[EXERCISE OBJECTIVE]: Could you return the data below exactly as it appears?

Stored data:
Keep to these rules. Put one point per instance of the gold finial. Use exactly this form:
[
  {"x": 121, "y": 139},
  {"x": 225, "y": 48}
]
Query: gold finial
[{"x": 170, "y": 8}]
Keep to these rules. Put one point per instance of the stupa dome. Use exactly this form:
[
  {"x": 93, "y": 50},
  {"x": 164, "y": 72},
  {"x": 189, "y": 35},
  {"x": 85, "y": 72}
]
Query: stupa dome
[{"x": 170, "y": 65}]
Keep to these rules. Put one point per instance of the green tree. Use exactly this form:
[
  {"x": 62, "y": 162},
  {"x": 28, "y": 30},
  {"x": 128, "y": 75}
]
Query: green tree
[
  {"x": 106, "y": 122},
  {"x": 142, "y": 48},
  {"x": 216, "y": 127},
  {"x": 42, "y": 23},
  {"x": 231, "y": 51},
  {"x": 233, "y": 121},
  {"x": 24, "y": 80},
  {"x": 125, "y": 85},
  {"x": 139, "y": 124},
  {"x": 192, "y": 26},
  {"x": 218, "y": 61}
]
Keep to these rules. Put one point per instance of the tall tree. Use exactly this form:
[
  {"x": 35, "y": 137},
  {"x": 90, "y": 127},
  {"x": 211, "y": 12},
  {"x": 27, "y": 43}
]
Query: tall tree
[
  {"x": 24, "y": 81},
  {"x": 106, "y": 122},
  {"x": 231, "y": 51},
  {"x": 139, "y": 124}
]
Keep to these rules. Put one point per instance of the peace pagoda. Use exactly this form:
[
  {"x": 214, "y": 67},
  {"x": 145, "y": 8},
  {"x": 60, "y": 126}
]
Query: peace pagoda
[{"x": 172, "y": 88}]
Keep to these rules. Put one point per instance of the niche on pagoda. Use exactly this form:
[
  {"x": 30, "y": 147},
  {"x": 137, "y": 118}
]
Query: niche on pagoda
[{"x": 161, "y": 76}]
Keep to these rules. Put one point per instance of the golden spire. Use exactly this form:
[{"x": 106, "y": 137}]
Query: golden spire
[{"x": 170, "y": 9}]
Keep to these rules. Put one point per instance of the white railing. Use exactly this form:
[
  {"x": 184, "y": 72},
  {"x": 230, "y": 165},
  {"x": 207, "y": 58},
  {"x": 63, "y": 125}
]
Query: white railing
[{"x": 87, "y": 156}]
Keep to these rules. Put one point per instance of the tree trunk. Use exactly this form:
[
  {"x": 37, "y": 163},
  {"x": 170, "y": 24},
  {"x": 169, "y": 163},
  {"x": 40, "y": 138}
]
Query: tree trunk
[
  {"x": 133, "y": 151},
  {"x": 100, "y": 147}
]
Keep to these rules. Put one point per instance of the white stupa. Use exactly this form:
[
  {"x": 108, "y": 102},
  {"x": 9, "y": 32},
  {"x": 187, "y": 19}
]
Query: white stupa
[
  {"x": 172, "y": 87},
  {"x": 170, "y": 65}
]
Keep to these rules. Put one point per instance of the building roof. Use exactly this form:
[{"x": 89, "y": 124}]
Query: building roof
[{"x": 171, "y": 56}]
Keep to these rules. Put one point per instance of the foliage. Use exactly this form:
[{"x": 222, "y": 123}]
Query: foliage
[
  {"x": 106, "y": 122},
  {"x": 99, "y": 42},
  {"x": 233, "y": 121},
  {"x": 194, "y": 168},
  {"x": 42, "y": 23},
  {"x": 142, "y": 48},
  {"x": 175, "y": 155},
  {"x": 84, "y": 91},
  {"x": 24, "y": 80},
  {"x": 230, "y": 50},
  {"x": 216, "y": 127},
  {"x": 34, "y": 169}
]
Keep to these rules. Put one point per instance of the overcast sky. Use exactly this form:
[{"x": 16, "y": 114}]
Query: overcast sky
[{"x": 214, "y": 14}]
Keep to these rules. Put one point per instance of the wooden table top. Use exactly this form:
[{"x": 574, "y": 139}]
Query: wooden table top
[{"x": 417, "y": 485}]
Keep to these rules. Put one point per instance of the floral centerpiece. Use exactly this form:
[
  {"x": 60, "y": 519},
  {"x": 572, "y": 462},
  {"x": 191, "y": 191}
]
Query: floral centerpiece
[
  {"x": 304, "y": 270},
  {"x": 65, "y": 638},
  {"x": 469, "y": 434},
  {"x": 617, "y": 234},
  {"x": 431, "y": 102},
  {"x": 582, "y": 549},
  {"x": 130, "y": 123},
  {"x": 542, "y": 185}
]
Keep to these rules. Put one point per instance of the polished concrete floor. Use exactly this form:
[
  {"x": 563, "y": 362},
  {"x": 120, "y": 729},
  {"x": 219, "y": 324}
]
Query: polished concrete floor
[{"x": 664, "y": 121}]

[SOLUTION FOR THIS EXERCISE]:
Keep to these rules. Put one point per instance of the gold finial. Use exactly this form:
[
  {"x": 121, "y": 139},
  {"x": 225, "y": 48}
]
Query: gold finial
[{"x": 170, "y": 8}]
Keep to these rules. Put one point per instance of the stupa dome. Use exactly this form:
[
  {"x": 93, "y": 50},
  {"x": 164, "y": 72},
  {"x": 189, "y": 35},
  {"x": 85, "y": 72}
]
Query: stupa dome
[{"x": 170, "y": 65}]
Keep to these rules. Put one point per instance of the green tree. Use exactly this form:
[
  {"x": 62, "y": 162},
  {"x": 28, "y": 30},
  {"x": 128, "y": 75}
]
Query: green tree
[
  {"x": 106, "y": 122},
  {"x": 142, "y": 48},
  {"x": 216, "y": 127},
  {"x": 42, "y": 23},
  {"x": 231, "y": 51},
  {"x": 233, "y": 121},
  {"x": 24, "y": 80},
  {"x": 125, "y": 85},
  {"x": 139, "y": 124},
  {"x": 192, "y": 26},
  {"x": 218, "y": 61}
]
Keep to these rules. Put one point per instance of the tall tree. Use exactly this form:
[
  {"x": 35, "y": 137},
  {"x": 90, "y": 127},
  {"x": 211, "y": 12},
  {"x": 27, "y": 43}
]
Query: tall tree
[
  {"x": 24, "y": 81},
  {"x": 106, "y": 122},
  {"x": 231, "y": 51},
  {"x": 139, "y": 124}
]
Keep to these rules. Put one point per instance of the peace pagoda. Use exactly this form:
[
  {"x": 214, "y": 67},
  {"x": 145, "y": 8},
  {"x": 60, "y": 126}
]
Query: peace pagoda
[{"x": 172, "y": 88}]
Keep to these rules. Put one point per instance of the niche on pagoda. Use exactly this form:
[
  {"x": 30, "y": 147},
  {"x": 137, "y": 118}
]
Query: niche on pagoda
[{"x": 161, "y": 76}]
Keep to these rules. Put one point per instance of the golden spire. Use exactly this form:
[{"x": 106, "y": 137}]
Query: golden spire
[{"x": 170, "y": 9}]
Keep to these rules. Put one point per instance of the white railing. Use exactly this form:
[
  {"x": 184, "y": 72},
  {"x": 230, "y": 165},
  {"x": 207, "y": 58},
  {"x": 63, "y": 125}
]
Query: white railing
[{"x": 87, "y": 156}]
Keep to these rules. Put one point per instance of the tree trunk. Use exactly this form:
[
  {"x": 37, "y": 163},
  {"x": 170, "y": 24},
  {"x": 169, "y": 163},
  {"x": 40, "y": 138}
]
Query: tree trunk
[
  {"x": 133, "y": 151},
  {"x": 100, "y": 147}
]
Keep to these rules. Put one point per instance of the white stupa. Use exactly this form:
[
  {"x": 108, "y": 102},
  {"x": 9, "y": 32},
  {"x": 187, "y": 19}
]
Query: white stupa
[
  {"x": 172, "y": 87},
  {"x": 170, "y": 65}
]
Keep to these rules. Put one point per instance of the building roof. Use exactly this form:
[{"x": 89, "y": 124}]
Query: building roof
[{"x": 171, "y": 56}]
Keep to these rules. Put one point per instance of the foliage. Use exactly this form:
[{"x": 222, "y": 123}]
Query: foliage
[
  {"x": 106, "y": 122},
  {"x": 99, "y": 42},
  {"x": 233, "y": 121},
  {"x": 194, "y": 168},
  {"x": 42, "y": 23},
  {"x": 142, "y": 48},
  {"x": 175, "y": 155},
  {"x": 84, "y": 91},
  {"x": 24, "y": 80},
  {"x": 230, "y": 50},
  {"x": 216, "y": 127},
  {"x": 34, "y": 169}
]
Keep to these rules. Put one point per instance of the overcast sky. Use exactly this form:
[{"x": 16, "y": 114}]
Query: overcast sky
[{"x": 214, "y": 14}]
Keep to these rules. Put one point per instance of the wooden table top. Use exactly this form:
[{"x": 574, "y": 139}]
Query: wooden table top
[{"x": 417, "y": 485}]
Keep to these rules. Put one point per instance of the floral centerpiece. Use exactly this form:
[
  {"x": 60, "y": 519},
  {"x": 572, "y": 462},
  {"x": 191, "y": 191}
]
Query: floral centerpiece
[
  {"x": 304, "y": 270},
  {"x": 65, "y": 638},
  {"x": 469, "y": 434},
  {"x": 617, "y": 234},
  {"x": 431, "y": 102},
  {"x": 582, "y": 549},
  {"x": 130, "y": 123},
  {"x": 542, "y": 185}
]
Keep to these rules. Put one point per instance of the polished concrete floor. Use exactly this form:
[
  {"x": 563, "y": 362},
  {"x": 120, "y": 729},
  {"x": 219, "y": 324}
]
Query: polished concrete floor
[{"x": 664, "y": 121}]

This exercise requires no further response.